## Start Supplied information

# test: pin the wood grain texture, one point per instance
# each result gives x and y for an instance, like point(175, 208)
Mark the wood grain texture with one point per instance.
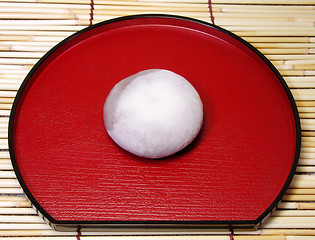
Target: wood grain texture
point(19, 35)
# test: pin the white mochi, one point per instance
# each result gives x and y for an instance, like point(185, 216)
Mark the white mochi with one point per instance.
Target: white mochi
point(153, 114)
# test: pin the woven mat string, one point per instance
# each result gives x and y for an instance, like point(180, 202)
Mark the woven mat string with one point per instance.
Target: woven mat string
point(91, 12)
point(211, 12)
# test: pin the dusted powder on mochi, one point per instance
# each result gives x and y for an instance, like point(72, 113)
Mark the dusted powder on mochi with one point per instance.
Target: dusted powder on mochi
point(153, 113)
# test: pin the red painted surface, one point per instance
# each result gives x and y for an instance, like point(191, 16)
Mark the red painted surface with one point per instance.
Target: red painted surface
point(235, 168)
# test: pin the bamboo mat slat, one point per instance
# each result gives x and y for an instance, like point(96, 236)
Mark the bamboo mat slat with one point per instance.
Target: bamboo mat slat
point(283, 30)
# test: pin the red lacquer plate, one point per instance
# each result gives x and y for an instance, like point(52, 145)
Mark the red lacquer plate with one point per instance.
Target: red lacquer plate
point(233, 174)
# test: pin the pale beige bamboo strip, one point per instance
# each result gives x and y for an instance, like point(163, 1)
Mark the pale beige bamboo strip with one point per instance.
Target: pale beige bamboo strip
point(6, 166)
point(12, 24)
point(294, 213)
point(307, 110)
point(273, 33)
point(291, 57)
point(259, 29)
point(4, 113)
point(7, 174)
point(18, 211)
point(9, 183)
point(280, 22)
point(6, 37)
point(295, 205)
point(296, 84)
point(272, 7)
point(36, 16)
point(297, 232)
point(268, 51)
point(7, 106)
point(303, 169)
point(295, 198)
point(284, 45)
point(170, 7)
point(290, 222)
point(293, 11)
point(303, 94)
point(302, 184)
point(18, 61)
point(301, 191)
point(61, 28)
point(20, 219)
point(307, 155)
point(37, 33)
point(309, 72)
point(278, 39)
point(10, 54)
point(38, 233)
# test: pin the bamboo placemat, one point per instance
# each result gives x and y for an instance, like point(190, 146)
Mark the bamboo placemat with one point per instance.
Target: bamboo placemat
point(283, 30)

## End Supplied information
## Start Supplied information

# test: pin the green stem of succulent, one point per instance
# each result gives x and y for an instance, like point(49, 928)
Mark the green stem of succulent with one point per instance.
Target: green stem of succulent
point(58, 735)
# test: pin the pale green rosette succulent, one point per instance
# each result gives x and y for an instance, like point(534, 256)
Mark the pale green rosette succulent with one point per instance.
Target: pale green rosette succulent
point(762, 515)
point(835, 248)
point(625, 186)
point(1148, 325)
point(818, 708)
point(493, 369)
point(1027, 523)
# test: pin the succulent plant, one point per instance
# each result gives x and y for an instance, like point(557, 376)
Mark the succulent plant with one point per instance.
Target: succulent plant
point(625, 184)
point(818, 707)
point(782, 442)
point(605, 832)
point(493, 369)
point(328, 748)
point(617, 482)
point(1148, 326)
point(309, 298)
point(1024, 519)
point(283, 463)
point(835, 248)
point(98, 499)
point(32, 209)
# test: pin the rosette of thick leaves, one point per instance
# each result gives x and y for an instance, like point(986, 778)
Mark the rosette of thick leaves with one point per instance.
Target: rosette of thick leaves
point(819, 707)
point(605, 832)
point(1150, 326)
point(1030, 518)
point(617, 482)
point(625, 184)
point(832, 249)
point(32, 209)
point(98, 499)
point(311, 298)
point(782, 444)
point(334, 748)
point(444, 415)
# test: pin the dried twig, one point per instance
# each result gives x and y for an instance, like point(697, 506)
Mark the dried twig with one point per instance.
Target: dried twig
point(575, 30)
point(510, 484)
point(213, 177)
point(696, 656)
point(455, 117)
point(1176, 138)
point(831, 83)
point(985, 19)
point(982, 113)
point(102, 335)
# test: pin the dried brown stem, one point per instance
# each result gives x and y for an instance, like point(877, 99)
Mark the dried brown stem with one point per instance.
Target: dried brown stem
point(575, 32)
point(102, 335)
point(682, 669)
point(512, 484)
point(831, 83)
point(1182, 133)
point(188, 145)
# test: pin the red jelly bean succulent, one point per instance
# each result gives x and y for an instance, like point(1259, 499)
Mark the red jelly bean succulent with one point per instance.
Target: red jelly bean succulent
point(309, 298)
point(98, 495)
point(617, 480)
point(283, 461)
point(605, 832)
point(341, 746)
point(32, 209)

## End Supplied information

• **What the exercise asks**
Gather every line of the items above that contains the word "lacquer" and list those lines.

• **Task solution**
# test: pin the red lacquer plate, one point per instance
Mark the red lacquer plate with one point per instance.
Target: red lacquer plate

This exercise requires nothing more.